Update the data that follows by replacing every instance of "pixel coords" with "pixel coordinates", and leave all other text unchanged.

Extracted data entries:
========================

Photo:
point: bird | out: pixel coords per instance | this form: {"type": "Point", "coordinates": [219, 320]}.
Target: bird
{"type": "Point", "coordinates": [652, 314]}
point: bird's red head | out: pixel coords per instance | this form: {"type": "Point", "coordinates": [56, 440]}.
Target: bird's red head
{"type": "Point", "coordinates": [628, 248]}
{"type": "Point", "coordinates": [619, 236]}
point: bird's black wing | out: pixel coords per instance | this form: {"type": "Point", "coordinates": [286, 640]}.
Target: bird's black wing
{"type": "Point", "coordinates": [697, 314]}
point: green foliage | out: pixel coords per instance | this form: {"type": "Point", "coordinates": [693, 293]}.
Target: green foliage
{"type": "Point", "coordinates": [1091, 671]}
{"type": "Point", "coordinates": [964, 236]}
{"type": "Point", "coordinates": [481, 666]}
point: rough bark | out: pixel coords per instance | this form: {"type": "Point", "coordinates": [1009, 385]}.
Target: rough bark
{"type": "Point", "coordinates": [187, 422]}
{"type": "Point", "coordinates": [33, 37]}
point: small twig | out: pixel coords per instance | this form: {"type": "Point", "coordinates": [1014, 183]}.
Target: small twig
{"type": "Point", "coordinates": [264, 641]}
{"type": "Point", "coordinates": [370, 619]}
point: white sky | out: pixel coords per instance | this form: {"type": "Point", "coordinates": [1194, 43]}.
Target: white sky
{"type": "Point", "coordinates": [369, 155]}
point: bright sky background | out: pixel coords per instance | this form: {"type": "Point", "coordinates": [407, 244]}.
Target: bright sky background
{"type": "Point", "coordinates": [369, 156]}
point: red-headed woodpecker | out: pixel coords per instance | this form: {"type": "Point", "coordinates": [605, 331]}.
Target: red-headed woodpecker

========================

## THE RESPONSE
Photo:
point: bird | out: pixel coordinates per instance | this form: {"type": "Point", "coordinates": [219, 320]}.
Target: bird
{"type": "Point", "coordinates": [652, 314]}
point: bird's red head | out: pixel coordinates per instance | this form: {"type": "Point", "coordinates": [56, 440]}.
Target: bird's red head
{"type": "Point", "coordinates": [628, 248]}
{"type": "Point", "coordinates": [619, 236]}
point: bird's black wing | out: pixel coordinates per instance | this form: {"type": "Point", "coordinates": [286, 640]}.
Target: bird's black wing
{"type": "Point", "coordinates": [697, 314]}
point: green foliage | out: pixel coordinates per instance | this form: {"type": "Point", "coordinates": [693, 293]}.
Target: green foliage
{"type": "Point", "coordinates": [1091, 671]}
{"type": "Point", "coordinates": [964, 236]}
{"type": "Point", "coordinates": [481, 666]}
point: rough bark | out: pixel coordinates per instance | this form: {"type": "Point", "coordinates": [1009, 385]}.
Target: rough bark
{"type": "Point", "coordinates": [187, 422]}
{"type": "Point", "coordinates": [33, 37]}
point: small twig | out: pixel coordinates per instance | this form: {"type": "Point", "coordinates": [1014, 183]}.
Target: small twig
{"type": "Point", "coordinates": [264, 641]}
{"type": "Point", "coordinates": [370, 619]}
point: white sky | out: pixel coordinates per instance | this form: {"type": "Point", "coordinates": [1194, 43]}.
Target: white sky
{"type": "Point", "coordinates": [369, 155]}
point: bright sky background | out: pixel coordinates per instance | this form: {"type": "Point", "coordinates": [407, 244]}.
Target: bright sky background
{"type": "Point", "coordinates": [369, 156]}
point: red-headed woodpecker | out: pixel coordinates per instance | this form: {"type": "Point", "coordinates": [605, 331]}.
Target: red-headed woodpecker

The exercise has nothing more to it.